#### Saved entries
***

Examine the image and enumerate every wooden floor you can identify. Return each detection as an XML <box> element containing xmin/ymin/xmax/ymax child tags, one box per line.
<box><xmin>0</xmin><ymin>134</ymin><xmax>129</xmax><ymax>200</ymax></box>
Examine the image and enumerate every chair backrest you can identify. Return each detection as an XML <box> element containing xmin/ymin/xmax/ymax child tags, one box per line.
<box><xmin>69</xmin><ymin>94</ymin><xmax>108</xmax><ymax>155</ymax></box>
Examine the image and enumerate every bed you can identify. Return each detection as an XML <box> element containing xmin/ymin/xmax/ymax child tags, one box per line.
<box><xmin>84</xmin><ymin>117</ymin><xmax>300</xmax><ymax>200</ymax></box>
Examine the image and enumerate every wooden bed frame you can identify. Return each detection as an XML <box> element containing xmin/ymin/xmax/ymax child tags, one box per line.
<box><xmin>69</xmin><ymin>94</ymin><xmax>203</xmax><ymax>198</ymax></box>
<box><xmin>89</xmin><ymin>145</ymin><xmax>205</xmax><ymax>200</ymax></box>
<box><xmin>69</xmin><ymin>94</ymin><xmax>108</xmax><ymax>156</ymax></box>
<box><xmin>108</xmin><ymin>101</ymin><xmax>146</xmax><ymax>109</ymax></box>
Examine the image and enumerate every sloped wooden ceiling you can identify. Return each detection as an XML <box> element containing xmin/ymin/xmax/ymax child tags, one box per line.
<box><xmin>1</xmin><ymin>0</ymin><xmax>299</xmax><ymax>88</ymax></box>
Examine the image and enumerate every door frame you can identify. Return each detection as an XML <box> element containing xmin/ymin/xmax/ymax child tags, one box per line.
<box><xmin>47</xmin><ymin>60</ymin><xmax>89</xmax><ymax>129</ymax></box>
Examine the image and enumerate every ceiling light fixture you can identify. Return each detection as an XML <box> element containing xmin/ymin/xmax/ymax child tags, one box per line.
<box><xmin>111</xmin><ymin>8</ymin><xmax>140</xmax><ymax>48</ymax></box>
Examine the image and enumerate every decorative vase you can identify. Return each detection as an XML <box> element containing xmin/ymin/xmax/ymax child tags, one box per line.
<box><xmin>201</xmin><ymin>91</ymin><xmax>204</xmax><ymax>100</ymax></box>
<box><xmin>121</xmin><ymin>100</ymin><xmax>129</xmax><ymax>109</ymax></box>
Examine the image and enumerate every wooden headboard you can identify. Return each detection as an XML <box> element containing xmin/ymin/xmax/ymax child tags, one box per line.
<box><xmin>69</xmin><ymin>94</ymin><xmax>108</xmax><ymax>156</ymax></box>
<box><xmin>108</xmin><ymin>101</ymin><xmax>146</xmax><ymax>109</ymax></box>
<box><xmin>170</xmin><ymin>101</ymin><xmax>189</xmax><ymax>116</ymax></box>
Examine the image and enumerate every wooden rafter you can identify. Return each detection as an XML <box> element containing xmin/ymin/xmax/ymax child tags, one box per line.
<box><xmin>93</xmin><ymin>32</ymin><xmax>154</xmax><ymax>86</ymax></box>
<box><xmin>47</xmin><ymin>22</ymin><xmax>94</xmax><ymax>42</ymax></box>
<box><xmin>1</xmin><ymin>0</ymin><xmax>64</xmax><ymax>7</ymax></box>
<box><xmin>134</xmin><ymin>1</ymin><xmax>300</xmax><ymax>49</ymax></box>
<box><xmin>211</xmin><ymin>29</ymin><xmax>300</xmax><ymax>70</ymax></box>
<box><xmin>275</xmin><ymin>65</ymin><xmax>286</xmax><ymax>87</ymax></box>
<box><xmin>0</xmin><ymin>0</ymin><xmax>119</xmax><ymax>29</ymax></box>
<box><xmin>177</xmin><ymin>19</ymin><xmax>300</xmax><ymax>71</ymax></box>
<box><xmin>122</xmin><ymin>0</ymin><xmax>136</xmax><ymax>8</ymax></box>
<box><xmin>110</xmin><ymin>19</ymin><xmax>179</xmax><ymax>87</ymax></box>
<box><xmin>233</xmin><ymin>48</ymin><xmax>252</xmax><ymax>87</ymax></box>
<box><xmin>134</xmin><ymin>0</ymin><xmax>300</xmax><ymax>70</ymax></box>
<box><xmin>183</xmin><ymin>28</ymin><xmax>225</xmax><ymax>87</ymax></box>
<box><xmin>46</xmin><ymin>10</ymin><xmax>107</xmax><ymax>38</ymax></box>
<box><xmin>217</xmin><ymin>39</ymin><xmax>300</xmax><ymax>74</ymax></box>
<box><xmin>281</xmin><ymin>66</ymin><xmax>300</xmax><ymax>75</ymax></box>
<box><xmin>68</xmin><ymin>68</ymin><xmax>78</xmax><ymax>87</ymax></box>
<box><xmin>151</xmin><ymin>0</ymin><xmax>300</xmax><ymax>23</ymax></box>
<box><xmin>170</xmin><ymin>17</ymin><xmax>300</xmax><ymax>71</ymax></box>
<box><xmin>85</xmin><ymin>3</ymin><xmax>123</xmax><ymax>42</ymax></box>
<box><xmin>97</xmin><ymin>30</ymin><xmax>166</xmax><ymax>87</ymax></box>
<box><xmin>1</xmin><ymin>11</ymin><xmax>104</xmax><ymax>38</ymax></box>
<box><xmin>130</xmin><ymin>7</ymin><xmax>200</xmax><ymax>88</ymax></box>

***

#### INSTRUCTIONS TO FOLLOW
Reproduce all of the entries verbatim.

#### EXERCISE ANSWER
Examine the image and enumerate every wooden floor you can identify. Return each detection as an XML <box> element containing xmin/ymin/xmax/ymax child tags, one box per line.
<box><xmin>0</xmin><ymin>134</ymin><xmax>129</xmax><ymax>200</ymax></box>
Examine the image and enumerate every chair backrest you can identify. Return each detection as an XML <box> element containing xmin/ymin/xmax/ymax child tags, one box per line.
<box><xmin>69</xmin><ymin>94</ymin><xmax>108</xmax><ymax>155</ymax></box>
Examine the image and enumerate every bed you can identify. Return each detection as an XML <box> element containing xmin/ymin/xmax/ymax child tags, one box per line.
<box><xmin>84</xmin><ymin>117</ymin><xmax>300</xmax><ymax>200</ymax></box>
Examine the image and enumerate every wooden bed frame you can identify. Return each detection as an XML <box> element containing xmin/ymin/xmax/ymax child tags, one box per line.
<box><xmin>69</xmin><ymin>94</ymin><xmax>203</xmax><ymax>198</ymax></box>
<box><xmin>89</xmin><ymin>145</ymin><xmax>205</xmax><ymax>200</ymax></box>
<box><xmin>69</xmin><ymin>94</ymin><xmax>108</xmax><ymax>156</ymax></box>
<box><xmin>108</xmin><ymin>101</ymin><xmax>146</xmax><ymax>109</ymax></box>
Examine the image and enumerate every sloped wooden ceiling you can identify. Return each detection as an XML <box> element containing xmin/ymin/xmax/ymax child tags, one box per line.
<box><xmin>1</xmin><ymin>0</ymin><xmax>299</xmax><ymax>88</ymax></box>
Examine the image and enumerate every door frame you can identify. Return each detection as an XML <box> element containing xmin/ymin/xmax/ymax child tags, one box per line.
<box><xmin>47</xmin><ymin>60</ymin><xmax>89</xmax><ymax>129</ymax></box>
Examine the image and enumerate every ceiling light fixture you can identify. Return each detection as an XML <box> element containing xmin/ymin/xmax/ymax child tags, one box per line.
<box><xmin>111</xmin><ymin>8</ymin><xmax>140</xmax><ymax>48</ymax></box>
Examine the image and enumerate every decorative vase you can identify. Return each detection as an XML <box> element containing xmin/ymin/xmax/ymax child tags, one box per line.
<box><xmin>201</xmin><ymin>91</ymin><xmax>204</xmax><ymax>100</ymax></box>
<box><xmin>121</xmin><ymin>100</ymin><xmax>129</xmax><ymax>109</ymax></box>
Examine the image and enumerate every wooden headboard you can identify. Return each detection as an XML <box> element containing xmin/ymin/xmax/ymax child tags, one box per line.
<box><xmin>69</xmin><ymin>94</ymin><xmax>108</xmax><ymax>156</ymax></box>
<box><xmin>108</xmin><ymin>101</ymin><xmax>146</xmax><ymax>109</ymax></box>
<box><xmin>170</xmin><ymin>101</ymin><xmax>189</xmax><ymax>116</ymax></box>
Examine the image and enumerate every wooden rafter you can identify. Return each detection as an XML <box> element containing xmin/ymin/xmax/ymax child tags, one box per line.
<box><xmin>93</xmin><ymin>32</ymin><xmax>154</xmax><ymax>86</ymax></box>
<box><xmin>47</xmin><ymin>22</ymin><xmax>94</xmax><ymax>42</ymax></box>
<box><xmin>1</xmin><ymin>0</ymin><xmax>64</xmax><ymax>7</ymax></box>
<box><xmin>134</xmin><ymin>1</ymin><xmax>300</xmax><ymax>49</ymax></box>
<box><xmin>211</xmin><ymin>29</ymin><xmax>300</xmax><ymax>70</ymax></box>
<box><xmin>275</xmin><ymin>65</ymin><xmax>286</xmax><ymax>87</ymax></box>
<box><xmin>0</xmin><ymin>0</ymin><xmax>119</xmax><ymax>29</ymax></box>
<box><xmin>177</xmin><ymin>19</ymin><xmax>300</xmax><ymax>71</ymax></box>
<box><xmin>122</xmin><ymin>0</ymin><xmax>136</xmax><ymax>8</ymax></box>
<box><xmin>110</xmin><ymin>19</ymin><xmax>179</xmax><ymax>87</ymax></box>
<box><xmin>233</xmin><ymin>48</ymin><xmax>252</xmax><ymax>87</ymax></box>
<box><xmin>134</xmin><ymin>0</ymin><xmax>300</xmax><ymax>70</ymax></box>
<box><xmin>183</xmin><ymin>28</ymin><xmax>225</xmax><ymax>87</ymax></box>
<box><xmin>46</xmin><ymin>10</ymin><xmax>107</xmax><ymax>38</ymax></box>
<box><xmin>217</xmin><ymin>39</ymin><xmax>300</xmax><ymax>74</ymax></box>
<box><xmin>281</xmin><ymin>66</ymin><xmax>300</xmax><ymax>75</ymax></box>
<box><xmin>68</xmin><ymin>68</ymin><xmax>78</xmax><ymax>87</ymax></box>
<box><xmin>151</xmin><ymin>0</ymin><xmax>300</xmax><ymax>23</ymax></box>
<box><xmin>170</xmin><ymin>17</ymin><xmax>300</xmax><ymax>71</ymax></box>
<box><xmin>85</xmin><ymin>3</ymin><xmax>123</xmax><ymax>42</ymax></box>
<box><xmin>97</xmin><ymin>30</ymin><xmax>166</xmax><ymax>87</ymax></box>
<box><xmin>1</xmin><ymin>11</ymin><xmax>104</xmax><ymax>38</ymax></box>
<box><xmin>130</xmin><ymin>7</ymin><xmax>200</xmax><ymax>88</ymax></box>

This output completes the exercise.